DOCUMENT PASSAGE —
Cross-Layer Consistency (MANDATORY)

Every domain MUST be consistent across all layers: provider, agent processor, API handler, SDK service, CLI commands, docs, and tests. When adding a new domain, look at a recently completed domain (like ntp or sysctl) and replicate the same set of artifacts across every layer. If something exists for sysctl but not for your new domain, it's missing.

The principle: pick any existing domain and find/grep for it across the codebase. Your new domain should appear in all the same places. This includes code, tests, examples, SDK docs, CLI docs, feature docs, docusaurus config, and permissions tables.

Step 0: Provider Implementation

Providers are the operations layer — they execute the actual work on agent hosts. Every operation under /node/{hostname}/... is backed by a provider. The request flows:

CLI → SDK → REST API → Job Client → NATS → Agent → Provider

The provider runs on the agent, not the controller. It receives parameters from the job payload and returns a result.

ENTRIES SUPPLIED —
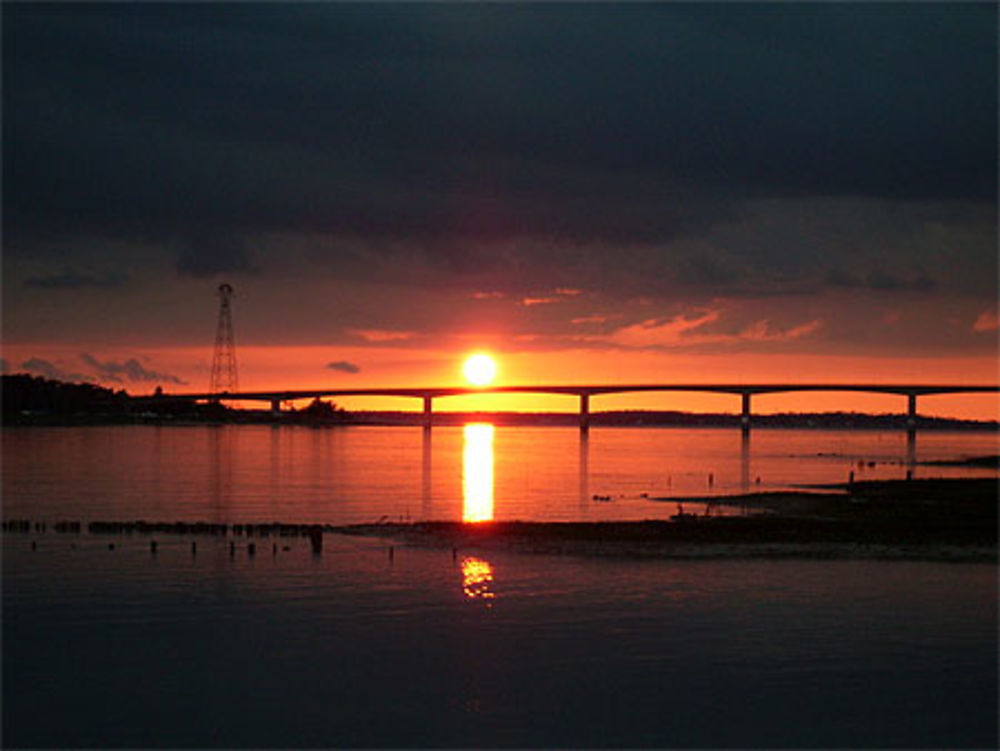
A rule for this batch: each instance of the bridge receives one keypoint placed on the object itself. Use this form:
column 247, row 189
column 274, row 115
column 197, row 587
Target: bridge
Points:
column 745, row 391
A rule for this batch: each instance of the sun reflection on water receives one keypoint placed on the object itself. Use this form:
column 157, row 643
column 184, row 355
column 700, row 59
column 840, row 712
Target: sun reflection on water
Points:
column 477, row 578
column 477, row 473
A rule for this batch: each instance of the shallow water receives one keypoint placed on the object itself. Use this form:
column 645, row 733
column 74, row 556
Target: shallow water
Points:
column 352, row 648
column 119, row 647
column 258, row 473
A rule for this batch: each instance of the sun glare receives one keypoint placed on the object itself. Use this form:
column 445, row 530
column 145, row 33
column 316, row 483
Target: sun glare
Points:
column 479, row 369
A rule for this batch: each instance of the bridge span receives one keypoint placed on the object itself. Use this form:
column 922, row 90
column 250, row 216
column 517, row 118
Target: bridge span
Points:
column 585, row 392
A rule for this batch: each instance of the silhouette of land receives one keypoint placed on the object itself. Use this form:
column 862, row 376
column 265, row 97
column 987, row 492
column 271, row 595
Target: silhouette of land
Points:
column 929, row 519
column 932, row 519
column 34, row 400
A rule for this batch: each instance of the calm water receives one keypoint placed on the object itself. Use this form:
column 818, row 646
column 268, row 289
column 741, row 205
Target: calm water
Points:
column 360, row 474
column 121, row 647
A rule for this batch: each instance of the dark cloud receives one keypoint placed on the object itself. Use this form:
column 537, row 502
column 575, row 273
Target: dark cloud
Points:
column 48, row 369
column 880, row 280
column 213, row 252
column 130, row 369
column 343, row 366
column 70, row 279
column 681, row 152
column 496, row 120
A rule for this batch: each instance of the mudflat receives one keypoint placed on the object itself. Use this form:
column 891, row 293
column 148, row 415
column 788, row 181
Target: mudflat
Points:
column 933, row 519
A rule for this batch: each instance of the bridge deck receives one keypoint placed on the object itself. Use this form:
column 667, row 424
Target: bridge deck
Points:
column 594, row 390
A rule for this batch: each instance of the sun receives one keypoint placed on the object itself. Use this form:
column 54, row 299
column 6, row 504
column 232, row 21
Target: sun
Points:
column 479, row 369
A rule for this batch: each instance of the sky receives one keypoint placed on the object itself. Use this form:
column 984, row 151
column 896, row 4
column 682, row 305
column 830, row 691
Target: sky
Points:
column 593, row 193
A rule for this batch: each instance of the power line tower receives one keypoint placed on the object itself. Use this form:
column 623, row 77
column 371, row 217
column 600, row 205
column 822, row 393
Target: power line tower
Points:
column 224, row 359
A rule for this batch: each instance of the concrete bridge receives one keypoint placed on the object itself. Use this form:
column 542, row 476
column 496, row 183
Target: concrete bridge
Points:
column 745, row 391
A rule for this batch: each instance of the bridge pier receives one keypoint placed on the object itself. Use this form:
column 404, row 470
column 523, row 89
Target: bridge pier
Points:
column 427, row 411
column 911, row 414
column 745, row 413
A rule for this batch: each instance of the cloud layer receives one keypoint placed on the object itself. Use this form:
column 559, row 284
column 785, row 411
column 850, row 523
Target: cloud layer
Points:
column 550, row 175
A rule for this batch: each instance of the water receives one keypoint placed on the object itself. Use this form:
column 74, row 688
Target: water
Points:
column 120, row 647
column 360, row 474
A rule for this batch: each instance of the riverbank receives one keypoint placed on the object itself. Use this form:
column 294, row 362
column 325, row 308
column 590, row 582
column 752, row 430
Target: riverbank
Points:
column 933, row 519
column 947, row 520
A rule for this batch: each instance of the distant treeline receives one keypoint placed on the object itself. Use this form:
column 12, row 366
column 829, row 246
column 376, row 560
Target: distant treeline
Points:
column 34, row 400
column 26, row 393
column 28, row 399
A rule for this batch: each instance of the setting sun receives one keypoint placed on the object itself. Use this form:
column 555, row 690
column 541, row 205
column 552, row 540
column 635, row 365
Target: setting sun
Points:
column 479, row 369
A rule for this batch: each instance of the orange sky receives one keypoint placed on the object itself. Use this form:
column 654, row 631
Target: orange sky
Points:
column 264, row 368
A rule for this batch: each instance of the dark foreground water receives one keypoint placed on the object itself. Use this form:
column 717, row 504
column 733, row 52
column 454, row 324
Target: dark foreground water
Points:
column 354, row 648
column 121, row 647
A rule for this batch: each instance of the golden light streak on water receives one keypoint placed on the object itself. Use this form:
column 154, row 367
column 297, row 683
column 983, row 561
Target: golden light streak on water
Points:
column 477, row 576
column 477, row 473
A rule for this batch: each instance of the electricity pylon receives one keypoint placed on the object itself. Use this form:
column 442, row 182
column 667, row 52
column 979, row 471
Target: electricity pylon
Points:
column 224, row 376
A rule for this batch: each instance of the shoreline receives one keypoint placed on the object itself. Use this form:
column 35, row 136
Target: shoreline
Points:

EXERCISE TASK A — List every layer across which, according to the cross-layer consistency guidelines, each domain must be consistent.
EXERCISE TASK B — In the cross-layer consistency guidelines, where does the provider run?
EXERCISE TASK C — Transcribe from the cross-layer consistency guidelines the passage from "Cross-Layer Consistency (MANDATORY)" up to and including "and permissions tables.".

WRITTEN REPLY A — provider, agent processor, API handler, SDK service, CLI commands, docs, tests

WRITTEN REPLY B — On the agent, not the controller.

WRITTEN REPLY C —
Cross-Layer Consistency (MANDATORY)

Every domain MUST be consistent across all layers: provider, agent processor, API handler, SDK service, CLI commands, docs, and tests. When adding a new domain, look at a recently completed domain (like ntp or sysctl) and replicate the same set of artifacts across every layer. If something exists for sysctl but not for your new domain, it's missing.

The principle: pick any existing domain and find/grep for it across the codebase. Your new domain should appear in all the same places. This includes code, tests, examples, SDK docs, CLI docs, feature docs, docusaurus config, and permissions tables.